◆ Reading text

::::::::::

Images

Image of Moel Fferna (Cairn(s)) by GLADMAN

The rucksack provides some scale... this is a big cairn; it can be difficult to focus upon the green body below the collapsed (strange, that) muppet shelters on top – but there you are.

Image credit: Robert Gladstone
Image of Moel Fferna (Cairn(s)) by GLADMAN

Looking approx west, the landscape trademark Berwyn deep heather making the going – anywhere but upon the landrover track – very difficult indeed.

Image credit: Robert Gladstone
Image of Moel Fferna (Cairn(s)) by GLADMAN

The loose stone forms but a small part of the surviving monument... the underlying grassy footprint is very substantial indeed.

Image credit: Robert Gladstone
Image of Moel Fferna (Cairn(s)) by thesweetcheat

In biting wind, poor visibility and surrounded by bog, this February visit lacked reward in truth. Come on a sunny day and admire the views instead.

Image credit: A. Brookes (20.2.2011)
Image of Moel Fferna (Cairn(s)) by thesweetcheat

The impressive bulk of the original cairn, still substantial beneath the walkers’ shelter. Of the trig point, there is now no sign.

Image credit: A. Brookes (20.2.2011)

::::::::::

◆ Given data
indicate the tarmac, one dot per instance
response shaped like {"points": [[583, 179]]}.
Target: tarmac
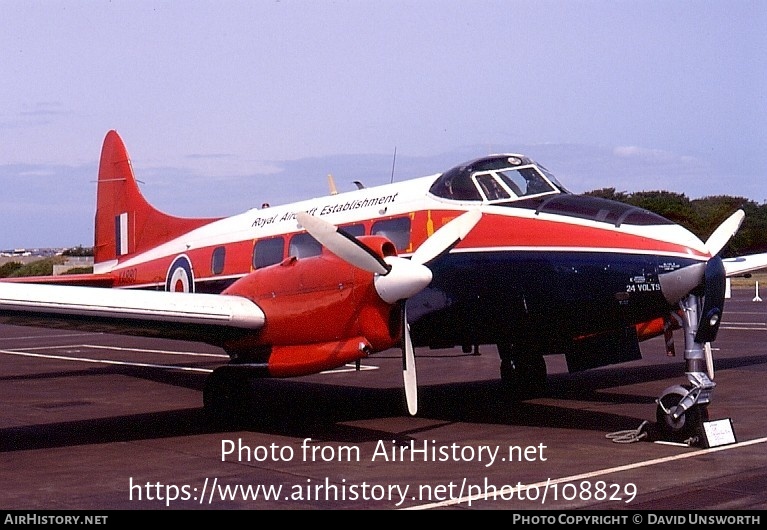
{"points": [[106, 422]]}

::::::::::

◆ Tasks to carry out
1. From the Moel Fferna image page, list the conditions it says marked the February visit.
2. Please repeat the passage of the Moel Fferna image page that opens with the words containing "The rucksack provides" and closes with "there you are.", word for word.
3. Write what comes next on the Moel Fferna image page, following on from its last line.

◆ Solved problems
1.
- biting wind
- poor visibility
- surrounded by bog

2.
The rucksack provides some scale... this is a big cairn; it can be difficult to focus upon the green body below the collapsed (strange, that) muppet shelters on top – but there you are.

3.
Articles

Moel Fferna

On the map, the route looks straightforward, with little in the way of ascent or descent over the three miles or so between Pen Bwlch Llandrillo (north top) and Moel Fferna. The Nuttalls helpfully inform us “a path has developed beside the fence which runs the whole way, making walking and route-finding quite straightforward”. Sounds fine, even on such a fog-bound day as today. What neither map nor guidebook tell us is just how miserable a slog the next three miles will turn out to be. For a start, on heading northeast we have found ourselves more exposed to a wind now blowing in keenly from our front-right. The wind carries with it a stinging rain, quickly lowering our temperature and splattering my glasses to render the already limited visibility almost non-existent. Secondly, the “path” that “has developed” is barely anything more than a boggy rut cutting through heather and mud. The surface is anything but level, every few steps requiring a detour around a crumbling peat hag or muddy pool. The heather drags at our shins, making each lift of the leg a trial.

With no visibility, it becomes near-impossible to gauge how far we’ve come and how far we still have to go. Instead, we concentrate all our efforts into placing our feet and forcing ourselves on into the soaking, freezing wind. Although there is little real up-and-down, each minor rise becomes an impediment of cliff-like proportions. By the time we reach Cerrig Coediog, we’ve pretty much had enough, but we’re so close that it would be a waste of our efforts so far to turn back. We plod on down to the bwlch, from where one last climb to the summit awaits us.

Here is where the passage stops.